TEXT FOR ANALYSIS:
::::::
Multiple countries impose bans on Cdn. poultry

The U.S. and other trading partners are blocking imports of chicken from Nova Scotia and Newfoundland and Labrador after avian flu outbreaks

By Diego Flammini
Staff Writer
Farms.com

Multiple trading partners have placed bans or restrictions on imports of Canadian poultry following avian flu outbreaks in two Atlantic provinces.

South Korea and the Philippines, for example, put restrictions on live poultry, meat and eggs originating from Canada.

And South Africa will only accept poultry products packaged before Jan. 17, 2022.

“At this time, some countries have applied temporary restrictions with variable implications on products and regions in Canada, primarily limited to the export of some poultry products from Nova Scotia,” the Canadian Food Inspection Agency (CFIA) said in a Feb. 14 release.

These restrictions come after the CFIA confirmed multiple cases of H5N1 in Nova Scotia.

The most recent CFIA confirmation came on Feb. 11.

The first occurred on Feb. 3.

After the Feb. 3 confirmation, the CFIA notified the World Organisation for Animal Health about the finding.

This resulted in Canada’s health status being changed to “Not Free” from the disease, which led to the trade restrictions.

About 12,000 turkeys on the farm died. The virus killed roughly half of the flock while the rest were culled to minimize spread.

Import restrictions from other countries only target poultry from Nova Scotia.

The United States, European Union, Mexico, Russia, Japan, Taiwan and Hong Kong aren’t currently accepting poultry products from Nova Scotia.

Nova Scotia’s department of natural resources and renewables also reported a Canada goose in the Grand Desert area of Halifax tested positive for avian flu on Jan. 28.

Birds in Newfoundland and Labrador are also testing positive for avian flu.

On Jan. 9, the CFIA confirmed bird at a farm in the Avalon Peninsula tested positive for H5N1.

This follows a Dec. 20, 2021 confirmation that a bird from a different farm in the same region tested positive for H5N1.

Some countries with restrictions on Nova Scotia poultry have placed import restrictions on poultry from Newfoundland and Labrador. But the province doesn’t export poultry to any of those jurisdictions.
::::::
ACTIVITY A: According to the article on poultry bans, which jurisdictions aren't currently accepting poultry products from Nova Scotia?
ACTIVITY B: Summarize the article on poultry bans in two sentences.
The entries that come next have no connection to the text.

(Referring expression data)
::::::
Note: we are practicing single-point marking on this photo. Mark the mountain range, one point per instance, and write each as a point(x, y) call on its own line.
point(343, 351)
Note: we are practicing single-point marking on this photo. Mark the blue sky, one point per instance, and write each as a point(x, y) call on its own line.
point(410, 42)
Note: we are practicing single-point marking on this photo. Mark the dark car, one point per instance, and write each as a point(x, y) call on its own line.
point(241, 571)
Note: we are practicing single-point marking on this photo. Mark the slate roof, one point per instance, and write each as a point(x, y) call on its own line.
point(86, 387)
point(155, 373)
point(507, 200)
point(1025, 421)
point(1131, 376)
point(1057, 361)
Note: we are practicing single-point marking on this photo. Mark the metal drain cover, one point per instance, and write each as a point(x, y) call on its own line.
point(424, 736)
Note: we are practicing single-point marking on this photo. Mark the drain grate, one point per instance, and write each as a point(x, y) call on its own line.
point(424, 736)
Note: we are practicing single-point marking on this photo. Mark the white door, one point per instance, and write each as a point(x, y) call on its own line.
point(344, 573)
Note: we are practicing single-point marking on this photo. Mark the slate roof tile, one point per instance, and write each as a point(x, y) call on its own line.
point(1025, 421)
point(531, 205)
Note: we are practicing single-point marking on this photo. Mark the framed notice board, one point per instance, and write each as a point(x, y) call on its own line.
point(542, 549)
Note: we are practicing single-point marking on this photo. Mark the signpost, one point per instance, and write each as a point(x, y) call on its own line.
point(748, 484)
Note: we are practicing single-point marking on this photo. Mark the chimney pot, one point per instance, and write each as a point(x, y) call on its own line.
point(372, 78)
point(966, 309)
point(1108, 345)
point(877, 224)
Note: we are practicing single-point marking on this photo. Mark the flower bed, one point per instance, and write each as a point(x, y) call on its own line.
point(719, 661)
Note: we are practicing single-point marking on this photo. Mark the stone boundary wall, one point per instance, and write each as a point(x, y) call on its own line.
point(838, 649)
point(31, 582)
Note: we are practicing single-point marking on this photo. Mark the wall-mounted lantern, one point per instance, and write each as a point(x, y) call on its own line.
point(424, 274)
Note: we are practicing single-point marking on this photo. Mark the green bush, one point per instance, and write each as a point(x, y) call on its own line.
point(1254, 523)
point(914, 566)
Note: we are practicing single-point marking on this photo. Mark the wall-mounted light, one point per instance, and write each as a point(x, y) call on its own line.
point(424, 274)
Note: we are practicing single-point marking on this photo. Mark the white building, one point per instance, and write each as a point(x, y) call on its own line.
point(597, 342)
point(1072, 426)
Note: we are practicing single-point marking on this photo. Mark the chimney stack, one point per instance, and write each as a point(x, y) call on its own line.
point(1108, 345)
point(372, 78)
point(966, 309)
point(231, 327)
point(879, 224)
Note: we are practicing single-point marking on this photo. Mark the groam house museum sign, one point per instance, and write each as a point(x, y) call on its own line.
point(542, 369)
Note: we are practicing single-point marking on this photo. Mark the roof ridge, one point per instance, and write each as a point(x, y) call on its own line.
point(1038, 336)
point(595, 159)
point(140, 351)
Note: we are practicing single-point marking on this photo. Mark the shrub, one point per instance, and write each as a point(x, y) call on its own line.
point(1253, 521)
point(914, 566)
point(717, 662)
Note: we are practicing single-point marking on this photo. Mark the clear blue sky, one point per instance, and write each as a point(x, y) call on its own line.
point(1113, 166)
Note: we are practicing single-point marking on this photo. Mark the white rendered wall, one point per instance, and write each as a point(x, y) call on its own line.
::::::
ANSWER SPACE A:
- United States
- European Union
- Mexico
- Russia
- Japan
- Taiwan
- Hong Kong

ANSWER SPACE B: Several trading partners have banned or restricted imports of Canadian poultry after the CFIA confirmed H5N1 avian flu cases in Nova Scotia, which changed Canada's health status to "Not Free" from the disease. The restrictions primarily affect Nova Scotia poultry, and although some of these countries have also restricted poultry from Newfoundland and Labrador, where birds have also tested positive, that province doesn't export poultry to any of those jurisdictions.